Start of Text shown

Database Setting | Description |
---|---|
assignment policy |
Specifies how documents are to be distributed across the database forests. Both the rebalancing process and the document load/insert process follow this policy. For details on the document assignment policies, see Rebalancer Document Assignment Policies. |
rebalancer enable |
When set to true , the database rebalancer will automatically redistribute the content across the database forests. When set to false , rebalancing is disabled. |
rebalancer throttle |
Sets the priority of system resources devoted to rebalancing. Higher numbers give rebalancing a higher priority. |
The reindexing settings enable or disable reindexing and allow you to force reindexing of older fragments.

End of Text shown

_Work to do_
(a) Answer these questions using the database settings text:
(i) Which two processes follow the assignment policy?
(ii) What happens when rebalancer enable is set to false?
(iii) What do higher numbers for the rebalancer throttle do?
(b) Summarize the database settings text in two sentences.
(c) Continue the database settings text from the point where it stops.

Start of Information provided

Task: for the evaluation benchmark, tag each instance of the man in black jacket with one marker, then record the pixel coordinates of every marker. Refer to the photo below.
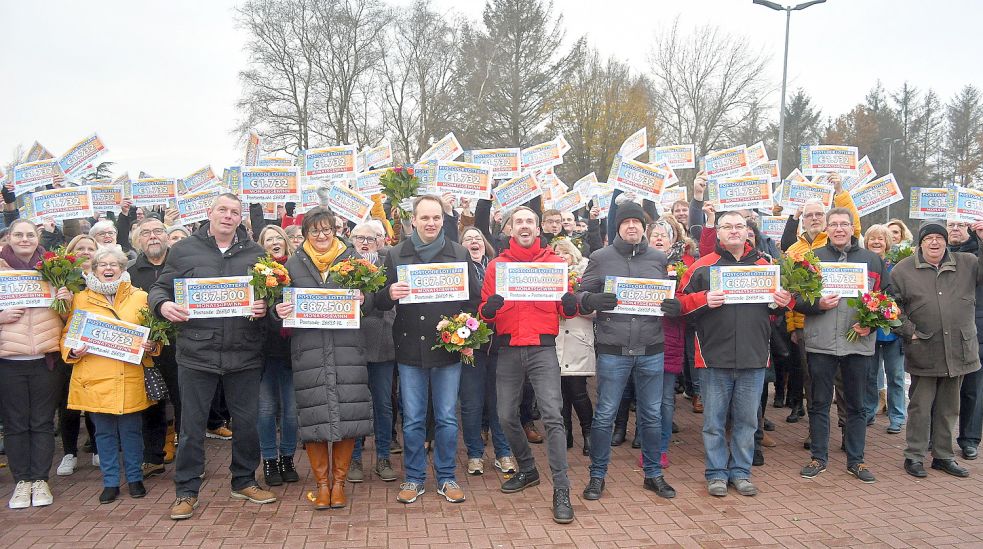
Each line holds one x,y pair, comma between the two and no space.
210,350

End of Information provided

_Results of the exercise_
(a)
(i) The rebalancing process and the document load/insert process.
(ii) Rebalancing is disabled.
(iii) They give rebalancing a higher priority for system resources.

(b) The assignment policy sets how documents are distributed across the database forests, and both rebalancing and document loading follow it, while rebalancer enable turns automatic redistribution of content on or off. The rebalancer throttle sets how much priority rebalancing gets for system resources, and separate reindexing settings turn reindexing on or off and can force reindexing of older fragments.

(c)
Database Setting | Description |
---|---|
reindexer enable |
When set to true , index configuration changes automatically initiate a background reindexing operation on the entire database. When set to false , any new index settings take effect for future documents loaded into the database; existing documents retain the old settings until they are reloaded or until you set reindexer enable to true . For information on how the reindexer effects queries, see Query Behavior with Reindex Settings Enabled and Disabled. |
reindexer throttle |
Sets the priority of system resources devoted to reindexing. Higher numbers give reindexing a higher priority. |
reindexer timestamp |
Specifies the timestamp of fragments to force a reindex/refragment operation. Click the get current timestamp button to enter the current system timestamp. When you set this parameter to a timestamp and reindex enable is set to true , it causes a reindex and refragment operation on all fragments in the database that have a timestamp equal to or less than the specified timestamp. Note that if you restore a database that has a timestamp set, if there are fragments in the restored content that are older than the specified content, they will start to reindex as soon as they are restored. |
The document and directory settings affect the default settings for how documents and directories are created in the database.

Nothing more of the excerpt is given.